>>>
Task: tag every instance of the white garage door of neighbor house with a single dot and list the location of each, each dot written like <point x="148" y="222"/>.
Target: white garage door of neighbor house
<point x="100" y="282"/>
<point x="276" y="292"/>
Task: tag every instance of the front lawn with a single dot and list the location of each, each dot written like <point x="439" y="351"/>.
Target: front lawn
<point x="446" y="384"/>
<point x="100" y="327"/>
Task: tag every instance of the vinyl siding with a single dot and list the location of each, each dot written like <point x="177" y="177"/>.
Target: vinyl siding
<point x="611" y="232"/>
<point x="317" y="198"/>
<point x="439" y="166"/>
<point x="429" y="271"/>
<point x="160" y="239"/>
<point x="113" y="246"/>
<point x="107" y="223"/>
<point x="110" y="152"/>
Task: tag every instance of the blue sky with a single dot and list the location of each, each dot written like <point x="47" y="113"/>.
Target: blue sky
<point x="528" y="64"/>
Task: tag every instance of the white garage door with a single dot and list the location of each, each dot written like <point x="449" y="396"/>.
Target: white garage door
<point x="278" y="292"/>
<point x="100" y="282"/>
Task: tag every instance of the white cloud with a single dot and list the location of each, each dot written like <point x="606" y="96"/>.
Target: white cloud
<<<
## [YOUR INSTRUCTIONS]
Copy everything from the line containing "Task: tag every instance of the white garage door with" down to the end of the data, requests included, and scale each x and y coordinate in the answer points by 0.7, rounding to whole numbers with halves going up. Leave the sample points inside the requests unchanged.

## [CORRECT ANSWER]
Task: tag every instance of the white garage door with a single dot and list the location of each, each dot written like <point x="449" y="396"/>.
Target: white garage door
<point x="195" y="204"/>
<point x="70" y="197"/>
Task: tag every instance of the white cloud with a single dot and list the location of each, each dot written like <point x="606" y="96"/>.
Target: white cloud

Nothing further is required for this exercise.